Prompt: Send back all the data below, exactly as given.

[A run of records]
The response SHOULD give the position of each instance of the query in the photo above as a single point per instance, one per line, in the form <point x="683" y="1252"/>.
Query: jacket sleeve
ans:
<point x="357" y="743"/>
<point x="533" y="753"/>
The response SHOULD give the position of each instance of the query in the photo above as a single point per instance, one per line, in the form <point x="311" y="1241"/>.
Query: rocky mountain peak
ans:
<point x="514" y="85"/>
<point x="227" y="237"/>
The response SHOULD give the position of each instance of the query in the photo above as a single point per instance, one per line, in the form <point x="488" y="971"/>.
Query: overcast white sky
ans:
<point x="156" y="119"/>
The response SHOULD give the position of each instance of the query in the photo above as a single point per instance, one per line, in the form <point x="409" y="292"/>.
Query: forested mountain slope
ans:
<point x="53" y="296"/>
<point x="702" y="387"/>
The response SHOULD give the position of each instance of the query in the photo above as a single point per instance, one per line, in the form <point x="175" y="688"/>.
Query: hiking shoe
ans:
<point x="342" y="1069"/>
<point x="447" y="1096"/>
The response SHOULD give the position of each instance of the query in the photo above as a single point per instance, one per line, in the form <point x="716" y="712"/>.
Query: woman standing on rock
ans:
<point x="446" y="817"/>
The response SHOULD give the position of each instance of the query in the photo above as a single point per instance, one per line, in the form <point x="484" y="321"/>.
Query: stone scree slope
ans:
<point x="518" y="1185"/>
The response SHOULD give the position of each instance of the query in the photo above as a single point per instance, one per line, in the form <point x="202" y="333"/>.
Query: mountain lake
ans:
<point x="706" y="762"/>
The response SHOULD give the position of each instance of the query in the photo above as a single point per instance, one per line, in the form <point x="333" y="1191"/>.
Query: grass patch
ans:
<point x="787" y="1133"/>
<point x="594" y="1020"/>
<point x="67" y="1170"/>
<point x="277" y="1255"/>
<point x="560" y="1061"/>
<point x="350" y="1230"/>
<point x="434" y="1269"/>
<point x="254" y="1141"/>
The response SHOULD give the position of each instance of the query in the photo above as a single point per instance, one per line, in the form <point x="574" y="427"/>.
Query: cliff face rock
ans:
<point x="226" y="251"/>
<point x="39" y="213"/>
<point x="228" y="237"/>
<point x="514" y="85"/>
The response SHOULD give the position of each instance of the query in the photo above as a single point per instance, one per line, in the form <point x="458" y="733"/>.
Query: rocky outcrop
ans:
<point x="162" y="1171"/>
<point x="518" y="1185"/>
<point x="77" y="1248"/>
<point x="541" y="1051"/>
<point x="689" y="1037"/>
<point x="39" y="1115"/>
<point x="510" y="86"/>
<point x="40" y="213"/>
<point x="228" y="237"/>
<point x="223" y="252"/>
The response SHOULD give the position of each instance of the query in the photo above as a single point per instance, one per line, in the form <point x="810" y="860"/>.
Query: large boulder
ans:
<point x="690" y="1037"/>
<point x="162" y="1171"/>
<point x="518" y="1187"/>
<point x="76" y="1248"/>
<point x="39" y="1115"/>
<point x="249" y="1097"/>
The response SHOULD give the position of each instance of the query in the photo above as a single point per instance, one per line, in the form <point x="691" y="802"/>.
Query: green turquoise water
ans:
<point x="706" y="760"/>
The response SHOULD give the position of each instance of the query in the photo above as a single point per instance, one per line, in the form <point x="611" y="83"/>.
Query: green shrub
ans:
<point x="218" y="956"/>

In response:
The response SHOULD give the position of each instance of the query in the photo above as a single point per instance, one per line, in the form <point x="683" y="1252"/>.
Query: jacket sleeve
ans:
<point x="357" y="743"/>
<point x="533" y="753"/>
The response SHOULD give the position of each instance of the query in the photo above as a single point per instance, one per line, in the form <point x="311" y="1241"/>.
Query: rocky mountain peak
ans:
<point x="514" y="85"/>
<point x="227" y="237"/>
The response SHOULD give the position of each instance of the query in the photo above as a single point per instance, one per line, in the form <point x="488" y="971"/>.
Query: overcast white sky
ans:
<point x="156" y="119"/>
The response SHOULD give the position of each instance of the query in the photo above as a single point per instance, one per line, in the form <point x="409" y="292"/>.
Query: forested mountain slope
ans:
<point x="53" y="296"/>
<point x="702" y="387"/>
The response SHOULD give the position of each instance of the query in the photo above as a single point per instance, one per line, in the form <point x="175" y="688"/>.
Query: hiking shoe
ans:
<point x="342" y="1069"/>
<point x="447" y="1096"/>
The response SHOULD give the position of each instance of the query in the photo above as a single point per instance, one per line, in the form <point x="716" y="712"/>.
Query: woman standing on rock
ans:
<point x="446" y="817"/>
The response SHOULD give the position of each instance of the query in the photo above as a single point per instance, one per line, in the form <point x="484" y="321"/>.
Query: stone scree slope
ans:
<point x="518" y="1185"/>
The response SHOULD give the position of each instance of the query in the photo above as a single point per instance, one per line, in the form <point x="202" y="333"/>.
Query: mountain lake
ans:
<point x="706" y="762"/>
The response SHOULD give the position of each instance of the query in the photo above as a single point per instance, one per line, in the form <point x="333" y="1191"/>.
Query: grass patch
ans:
<point x="787" y="1133"/>
<point x="594" y="1020"/>
<point x="67" y="1170"/>
<point x="277" y="1255"/>
<point x="560" y="1061"/>
<point x="350" y="1230"/>
<point x="434" y="1269"/>
<point x="254" y="1141"/>
The response SHOULD give the position of each instance of the query in the photo above as a single point per instance, one per line, in the form <point x="574" y="427"/>.
Query: cliff face rock
ans:
<point x="226" y="251"/>
<point x="39" y="213"/>
<point x="228" y="237"/>
<point x="514" y="85"/>
The response SHOULD give the position of each instance of the query in the photo above as a single point per instance, one per line, in the form <point x="458" y="733"/>.
Query: rocky outcrop
ans:
<point x="162" y="1171"/>
<point x="518" y="1185"/>
<point x="77" y="1248"/>
<point x="541" y="1051"/>
<point x="689" y="1037"/>
<point x="39" y="1115"/>
<point x="510" y="86"/>
<point x="40" y="213"/>
<point x="228" y="237"/>
<point x="223" y="252"/>
The response SHOULD give the position of each instance of the query in the photo above as a single point per instance, one per line, in the form <point x="810" y="860"/>.
Query: large boulder
ans:
<point x="690" y="1037"/>
<point x="162" y="1171"/>
<point x="518" y="1187"/>
<point x="76" y="1248"/>
<point x="39" y="1115"/>
<point x="249" y="1097"/>
The response SHOULD give the position of each instance of the query in the photo above as a single point per instance, one per line, in the form <point x="691" y="802"/>.
Query: green turquoise water
ans:
<point x="706" y="760"/>
The response SHOULD give the position of each instance of the query in the photo above as a single point per instance, one per line, in the form <point x="611" y="83"/>.
Query: green shrub
ans:
<point x="218" y="956"/>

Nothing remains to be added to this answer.